**Data to use**
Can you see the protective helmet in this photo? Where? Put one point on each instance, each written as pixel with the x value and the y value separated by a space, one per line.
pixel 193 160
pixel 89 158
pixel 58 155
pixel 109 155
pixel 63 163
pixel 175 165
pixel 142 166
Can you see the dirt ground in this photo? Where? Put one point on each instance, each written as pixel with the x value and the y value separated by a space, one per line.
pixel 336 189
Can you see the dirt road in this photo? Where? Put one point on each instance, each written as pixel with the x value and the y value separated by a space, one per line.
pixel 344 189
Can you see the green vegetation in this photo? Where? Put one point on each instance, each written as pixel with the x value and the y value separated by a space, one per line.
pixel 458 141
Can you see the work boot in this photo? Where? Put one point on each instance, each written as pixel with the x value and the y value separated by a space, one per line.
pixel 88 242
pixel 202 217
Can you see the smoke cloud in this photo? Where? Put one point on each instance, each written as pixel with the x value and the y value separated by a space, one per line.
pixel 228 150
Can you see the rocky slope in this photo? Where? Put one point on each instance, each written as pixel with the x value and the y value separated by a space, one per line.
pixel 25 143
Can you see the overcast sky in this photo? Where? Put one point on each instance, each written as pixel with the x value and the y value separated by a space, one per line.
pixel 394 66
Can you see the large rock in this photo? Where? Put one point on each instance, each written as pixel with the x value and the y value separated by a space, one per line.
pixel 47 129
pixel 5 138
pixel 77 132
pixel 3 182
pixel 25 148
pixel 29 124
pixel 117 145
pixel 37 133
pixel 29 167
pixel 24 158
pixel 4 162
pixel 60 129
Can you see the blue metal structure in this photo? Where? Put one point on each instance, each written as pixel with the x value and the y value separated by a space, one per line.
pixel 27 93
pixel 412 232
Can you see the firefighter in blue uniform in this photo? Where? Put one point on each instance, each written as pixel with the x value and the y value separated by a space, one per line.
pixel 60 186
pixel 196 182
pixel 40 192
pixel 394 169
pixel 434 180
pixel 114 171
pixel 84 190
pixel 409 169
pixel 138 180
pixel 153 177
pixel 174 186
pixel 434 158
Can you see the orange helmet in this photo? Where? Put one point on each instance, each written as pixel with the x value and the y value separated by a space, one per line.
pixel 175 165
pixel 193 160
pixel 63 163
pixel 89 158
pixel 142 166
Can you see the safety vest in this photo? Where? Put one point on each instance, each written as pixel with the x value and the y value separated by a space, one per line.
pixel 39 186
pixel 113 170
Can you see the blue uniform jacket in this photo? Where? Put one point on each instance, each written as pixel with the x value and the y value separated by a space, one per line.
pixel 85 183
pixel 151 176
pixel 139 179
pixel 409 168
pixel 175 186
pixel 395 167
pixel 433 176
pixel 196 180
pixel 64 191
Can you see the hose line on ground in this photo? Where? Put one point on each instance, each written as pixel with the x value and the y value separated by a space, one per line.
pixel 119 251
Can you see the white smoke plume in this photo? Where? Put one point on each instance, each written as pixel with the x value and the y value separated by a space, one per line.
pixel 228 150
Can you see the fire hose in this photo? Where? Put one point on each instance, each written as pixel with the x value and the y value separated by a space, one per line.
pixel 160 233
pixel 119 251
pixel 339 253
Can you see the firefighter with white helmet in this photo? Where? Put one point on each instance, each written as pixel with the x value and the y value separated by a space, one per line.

**What you will do**
Print every line of the data above again, word for word, with nothing changed or left out.

**Final answer**
Can you see the protective helmet in this photo? Where? Put one point on each instance, each written as pixel with the x value and the y value separated by a space, one per line.
pixel 193 160
pixel 89 158
pixel 58 155
pixel 109 155
pixel 63 163
pixel 175 165
pixel 142 166
Can you see the dirt ground in this photo? Where? Put one point on each instance, each written as pixel with the x value and the y value separated by a space, one per line.
pixel 336 189
Can you see the dirt road in this photo? Where? Put one point on each instance, each written as pixel with the x value and the y value separated by a space, one per line.
pixel 344 189
Can you see the green vegetation in this photo? Where? Put one point on each instance, each written as pixel with the x value and the y value separated by a space, one per line.
pixel 458 141
Can you see the work boot in this photo? Where? Put one point on each instance, each written as pixel with the x value and the y value separated by a space, one per line.
pixel 88 242
pixel 202 217
Can you see the smoke cloud in this photo? Where? Put one point on each instance, each written as pixel with the x value and the y value separated by a space, one per line.
pixel 228 150
Can you see the rocky slope in this photo? Where? Put one point on each instance, each written as pixel with the x value and the y value separated by a space, one per line.
pixel 25 143
Can you see the overcast sky in this photo? Where? Put one point on each instance, each written as pixel with the x value and the y value separated by a space, one per line.
pixel 394 66
Can you see the large rock in this photo? Where? Put one point on each instance, each written as pixel with the x value and the y value separated by a space, one per line.
pixel 47 129
pixel 5 138
pixel 77 132
pixel 3 182
pixel 25 148
pixel 29 124
pixel 117 145
pixel 37 133
pixel 29 167
pixel 24 158
pixel 4 162
pixel 60 129
Can you see the blue metal structure in this photo? Where? Put one point on each instance, each written as pixel with the x value and the y value separated by a space, one per line.
pixel 27 93
pixel 412 232
Can you see the firefighter in blue uniform in this photo? Where? Put one point on each instance, each written as pixel with the x value and the y value separated by a space, one per line.
pixel 60 186
pixel 196 182
pixel 40 192
pixel 394 169
pixel 434 180
pixel 114 171
pixel 84 190
pixel 409 169
pixel 138 180
pixel 153 177
pixel 174 186
pixel 434 158
Can you see the orange helmet in this photo? Where? Put one point on each instance, each written as pixel with the x value and the y value separated by a space, one per line.
pixel 175 165
pixel 193 160
pixel 63 163
pixel 89 158
pixel 142 166
Can you see the safety vest in this photo? Where? Put one point on each instance, each written as pixel with the x value and the y value separated by a space, one per line.
pixel 39 186
pixel 113 170
Can you see the blue uniform jacket in this photo? Where? Put one point on each instance, each written as pixel with the x value and the y value separated by a space, one per line.
pixel 85 183
pixel 151 176
pixel 139 179
pixel 409 168
pixel 175 186
pixel 395 167
pixel 433 176
pixel 196 180
pixel 64 191
Can you see the hose line on ground in this photo? Where? Put one point on each instance, each written as pixel with the x value and the y value separated by a space, one per line.
pixel 119 251
Can you see the white smoke plume in this photo? Where? Put one point on each instance, each written as pixel with the x value and the y value separated by a space, one per line.
pixel 228 150
Can you see the fire hose in this photo? Where? Put one point on each instance, each written as pixel with the x value and the y value separated by a space, one per line.
pixel 160 233
pixel 119 251
pixel 339 253
Can you see the firefighter with white helmet in this photo? Where? Put one point on each instance, each written as pixel with the x value and the y value separated by a space, one per line.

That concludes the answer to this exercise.